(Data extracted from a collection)
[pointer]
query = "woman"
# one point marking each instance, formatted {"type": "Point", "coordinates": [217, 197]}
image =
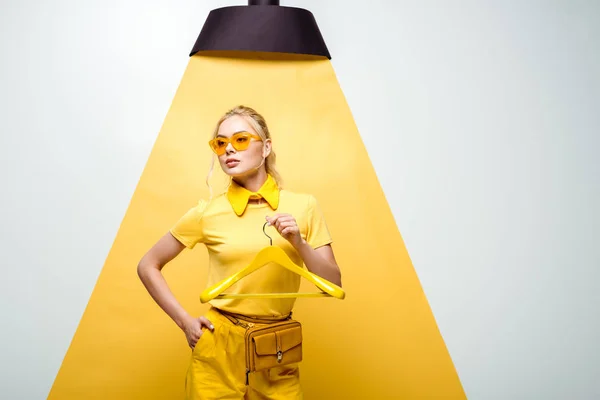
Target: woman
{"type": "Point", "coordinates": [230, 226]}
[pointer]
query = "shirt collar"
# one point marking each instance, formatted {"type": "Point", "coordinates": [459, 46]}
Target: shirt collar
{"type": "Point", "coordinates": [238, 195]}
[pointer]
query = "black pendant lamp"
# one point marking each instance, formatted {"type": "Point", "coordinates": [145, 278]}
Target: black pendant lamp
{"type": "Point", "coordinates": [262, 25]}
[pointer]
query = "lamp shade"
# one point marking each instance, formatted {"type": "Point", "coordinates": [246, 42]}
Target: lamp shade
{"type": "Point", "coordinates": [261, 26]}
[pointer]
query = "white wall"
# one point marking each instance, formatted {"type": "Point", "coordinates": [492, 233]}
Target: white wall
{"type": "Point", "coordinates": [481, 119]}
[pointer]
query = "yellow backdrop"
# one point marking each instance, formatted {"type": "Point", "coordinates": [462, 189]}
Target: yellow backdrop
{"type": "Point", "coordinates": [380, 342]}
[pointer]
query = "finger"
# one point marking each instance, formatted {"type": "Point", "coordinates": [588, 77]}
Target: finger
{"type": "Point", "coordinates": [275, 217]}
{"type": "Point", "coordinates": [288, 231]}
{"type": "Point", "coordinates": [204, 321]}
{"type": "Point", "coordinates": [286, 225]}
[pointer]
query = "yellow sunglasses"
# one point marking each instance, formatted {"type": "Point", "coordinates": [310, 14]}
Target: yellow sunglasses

...

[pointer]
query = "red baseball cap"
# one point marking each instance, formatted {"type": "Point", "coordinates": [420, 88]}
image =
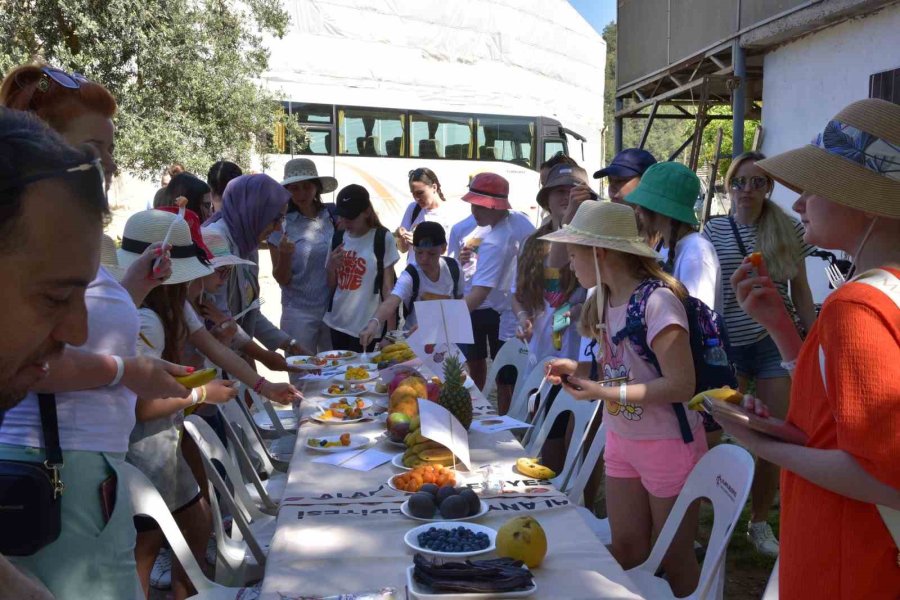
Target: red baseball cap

...

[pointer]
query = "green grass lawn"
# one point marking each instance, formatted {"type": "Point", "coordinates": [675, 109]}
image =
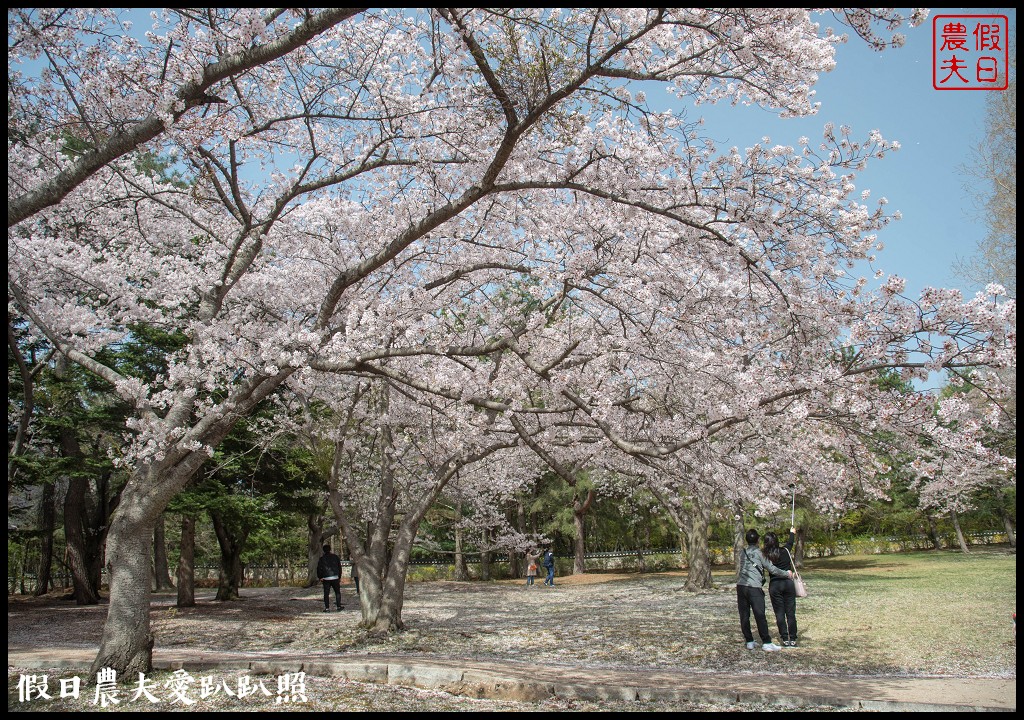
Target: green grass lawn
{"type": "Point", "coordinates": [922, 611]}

### [How to complete this task]
Wherever a line above contains the string "baseball", copy that line.

### [Result below]
query = "red baseball cap"
Target: red baseball cap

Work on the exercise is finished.